**WORK ITEM**
Please repeat each of the records that follow, exactly as written.

**THE DATA**
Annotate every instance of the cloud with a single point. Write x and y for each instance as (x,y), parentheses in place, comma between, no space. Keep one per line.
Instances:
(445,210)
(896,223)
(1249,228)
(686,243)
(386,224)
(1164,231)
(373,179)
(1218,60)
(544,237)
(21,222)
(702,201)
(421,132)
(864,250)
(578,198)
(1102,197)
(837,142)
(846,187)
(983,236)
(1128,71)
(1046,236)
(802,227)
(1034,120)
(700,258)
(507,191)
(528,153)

**RESULT OF THIS TASK**
Annotate every instance of the cloud with a single point. Write x and y for each instance as (x,y), parentheses in place, comma between, no space. Keep one per line.
Instances:
(445,210)
(896,223)
(1249,228)
(686,243)
(386,224)
(1164,231)
(373,179)
(1218,60)
(544,237)
(21,222)
(702,201)
(421,132)
(864,250)
(578,198)
(1102,197)
(837,142)
(846,187)
(983,236)
(1128,71)
(1046,236)
(802,227)
(1034,120)
(700,258)
(507,191)
(528,153)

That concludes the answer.